* _Instructions to follow_
Please output the full listing, character for character.
<<<<
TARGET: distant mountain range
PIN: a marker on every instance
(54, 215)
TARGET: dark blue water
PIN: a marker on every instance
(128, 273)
>>>>
* _Answer to this problem_
TARGET: distant mountain range
PIN: a marker on every instance
(54, 215)
TARGET: dark blue water
PIN: a marker on every instance
(128, 273)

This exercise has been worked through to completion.